Texto de leitura:
================

As pessoas são diferentes umas das outras. Para umas, maconha é absolutamente inofensiva, um passatempo que pode facilmente ser mantido sob controle e conciliado com uma vida criativa, produtiva e feliz; para outras, não. Algumas têm surtos psicóticos gravíssimos depois de fumar e podem sofrer danos irremovíveis em seu desenvolvimento. Outras tantas têm dificuldade para manter o hábito sob controle e acabam prejudicando sua carreira e sua vida. Para certas pessoas, maconha é uma bênção, um remédio, um alívio – é a diferença entre ficar cego e enxergar, entre sofrer com espasmos doloridos o dia todo e ter um minuto de paz, entre a vida e a morte. Essas diferenças existirão sempre.

================

Itens de um conjunto de dados:
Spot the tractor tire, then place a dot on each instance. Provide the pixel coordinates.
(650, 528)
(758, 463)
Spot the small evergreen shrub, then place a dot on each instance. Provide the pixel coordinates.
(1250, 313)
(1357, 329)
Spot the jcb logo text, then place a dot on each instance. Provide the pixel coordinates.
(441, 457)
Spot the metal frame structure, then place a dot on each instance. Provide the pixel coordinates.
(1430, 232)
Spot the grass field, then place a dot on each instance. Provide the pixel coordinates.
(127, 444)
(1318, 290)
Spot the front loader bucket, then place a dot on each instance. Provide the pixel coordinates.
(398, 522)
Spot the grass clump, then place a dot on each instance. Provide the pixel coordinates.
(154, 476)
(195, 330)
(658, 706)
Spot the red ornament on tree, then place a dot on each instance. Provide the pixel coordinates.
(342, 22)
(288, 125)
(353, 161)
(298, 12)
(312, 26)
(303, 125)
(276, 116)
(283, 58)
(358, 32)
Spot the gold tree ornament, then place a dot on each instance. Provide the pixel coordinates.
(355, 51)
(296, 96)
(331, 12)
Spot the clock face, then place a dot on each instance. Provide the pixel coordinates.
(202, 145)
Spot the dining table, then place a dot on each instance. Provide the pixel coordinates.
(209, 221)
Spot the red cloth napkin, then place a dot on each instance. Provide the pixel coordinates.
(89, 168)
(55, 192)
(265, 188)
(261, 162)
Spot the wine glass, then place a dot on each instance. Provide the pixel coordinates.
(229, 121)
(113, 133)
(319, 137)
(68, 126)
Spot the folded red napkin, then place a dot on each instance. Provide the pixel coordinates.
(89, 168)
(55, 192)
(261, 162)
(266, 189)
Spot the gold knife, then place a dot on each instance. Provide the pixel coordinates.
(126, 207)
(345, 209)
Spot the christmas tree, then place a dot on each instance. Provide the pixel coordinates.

================

Problemas:
- a) Reproduza o trecho do texto sobre a maconha começando em "As pessoas são" e seguindo até "diferenças existirão sempre.".
- b) Dê continuidade ao texto sobre a maconha, escrevendo o que viria depois da última frase apresentada.

Resultados:
- a)
As pessoas são diferentes umas das outras. Para umas, maconha é absolutamente inofensiva, um passatempo que pode facilmente ser mantido sob controle e conciliado com uma vida criativa, produtiva e feliz; para outras, não. Algumas têm surtos psicóticos gravíssimos depois de fumar e podem sofrer danos irremovíveis em seu desenvolvimento. Outras tantas têm dificuldade para manter o hábito sob controle e acabam prejudicando sua carreira e sua vida. Para certas pessoas, maconha é uma bênção, um remédio, um alívio – é a diferença entre ficar cego e enxergar, entre sofrer com espasmos doloridos o dia todo e ter um minuto de paz, entre a vida e a morte. Essas diferenças existirão sempre.

- b)
Um bom sistema é aquele que compreende essas diferenças e permite que essas pessoas vivam em paz umas com as outras. Um bom sistema é aquele que cria incentivos e regras que diminuam os danos e que aumentem os benefícios. Nesse aspecto, o que temos hoje no Brasil é astronomicamente pior que qualquer coisa que eu vi na Holanda, na Califórnia, na Espanha, em Portugal ou mesmo no Marrocos. Nosso sistema estimula os piores usos, remunera os piores instintos, reduz qualidade, gera corrupção e violência. Um bom sistema é aquele que é o melhor possível para o maior número de pessoas possível. Estamos muito longe disso.”
(Trechos do livro O fim da guerra de Dennis Russo Burgierman; Tainã Bispo, 2011).